WHAT YOU HAVE TO DO
Please return the listing exactly as it stands, skipping any pictures.
TASK INPUT Block Start
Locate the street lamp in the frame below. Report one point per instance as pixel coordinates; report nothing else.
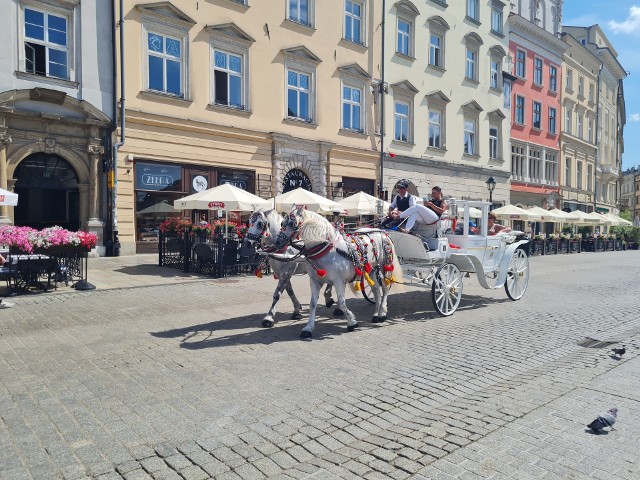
(491, 185)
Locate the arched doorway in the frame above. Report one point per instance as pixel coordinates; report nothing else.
(49, 194)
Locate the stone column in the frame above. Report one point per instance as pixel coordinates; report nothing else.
(5, 140)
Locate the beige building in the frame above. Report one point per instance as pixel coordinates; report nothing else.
(578, 138)
(447, 112)
(611, 115)
(266, 98)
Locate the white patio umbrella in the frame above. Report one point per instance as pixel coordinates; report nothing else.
(8, 198)
(314, 202)
(224, 197)
(578, 217)
(545, 215)
(511, 212)
(362, 203)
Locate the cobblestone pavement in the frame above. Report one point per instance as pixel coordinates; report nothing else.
(179, 381)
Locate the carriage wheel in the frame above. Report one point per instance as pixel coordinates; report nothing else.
(446, 289)
(368, 294)
(517, 275)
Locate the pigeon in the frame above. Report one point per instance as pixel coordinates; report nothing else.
(605, 419)
(619, 351)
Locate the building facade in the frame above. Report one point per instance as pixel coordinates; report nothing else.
(268, 99)
(536, 56)
(446, 119)
(56, 111)
(611, 116)
(580, 117)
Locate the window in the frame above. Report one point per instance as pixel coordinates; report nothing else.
(471, 65)
(496, 18)
(579, 175)
(537, 71)
(519, 110)
(518, 163)
(401, 121)
(551, 168)
(46, 39)
(535, 165)
(300, 12)
(353, 24)
(470, 137)
(569, 85)
(435, 128)
(552, 120)
(494, 144)
(228, 80)
(495, 74)
(581, 86)
(299, 96)
(404, 37)
(164, 54)
(579, 119)
(521, 58)
(435, 50)
(553, 78)
(472, 9)
(352, 108)
(537, 115)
TASK INPUT Block End
EXERCISE RESPONSE
Locate the street lamp in the frame below. Report one point per instance as pixel coordinates; report nothing else.
(491, 185)
Locate the arched doorway in the frame above. Report one point per instance as pixel coordinates; report nothing else.
(49, 194)
Locate the stone column in the frame above. Report one point per instance as pixel coordinates; report nothing else.
(5, 140)
Locate the beige building in the frame above. Report one point per instance as pixel coordinates; report nothing else.
(578, 138)
(447, 112)
(611, 115)
(266, 98)
Locate the white patio umbrella in the frame above. Report one point per instance as pixel coordinates; report nothing else.
(8, 198)
(314, 202)
(224, 197)
(578, 217)
(545, 215)
(511, 212)
(362, 203)
Locate the cobblestone pavement in the frame above. Report one point per instance as pixel coordinates; report nothing else.
(179, 381)
Locate the carriage wheel in the frame above. Report one point per instance as pixel coordinates; report nothing else.
(446, 289)
(368, 294)
(517, 275)
Locate the pigeon in the frame above. Report one point per instance as pixel coordinates; report nothing else.
(605, 419)
(619, 351)
Locate the building facade in the frame above. Report one point per instance as pixel coordinates; report nothing else.
(268, 99)
(536, 56)
(446, 119)
(56, 111)
(611, 116)
(580, 117)
Locate the window in the frame above. Report one point per instance as pixel coordinates; report nothing else.
(471, 65)
(496, 18)
(579, 175)
(537, 71)
(519, 110)
(518, 163)
(401, 121)
(551, 168)
(46, 39)
(535, 165)
(300, 12)
(353, 24)
(470, 137)
(569, 85)
(435, 128)
(552, 120)
(494, 144)
(228, 80)
(495, 74)
(581, 86)
(299, 96)
(404, 37)
(164, 54)
(579, 119)
(521, 58)
(435, 50)
(553, 78)
(472, 9)
(352, 108)
(537, 115)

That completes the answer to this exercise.